[Excerpts from a point labeling dataset]
--- BEGIN ---
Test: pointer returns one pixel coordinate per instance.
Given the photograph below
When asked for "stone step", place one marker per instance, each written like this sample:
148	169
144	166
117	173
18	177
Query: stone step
--- END ---
- [Directions for this task]:
Recast every line of the listing above as a numbered list, leaving out blank lines.

- [Final answer]:
1. Test: pointer returns one pixel coordinate per instance.
2. Given the photograph below
3. When asked for "stone step", place one marker per instance, each written like this sample:
4. 148	169
5. 144	166
6. 117	173
7. 18	177
8. Query: stone step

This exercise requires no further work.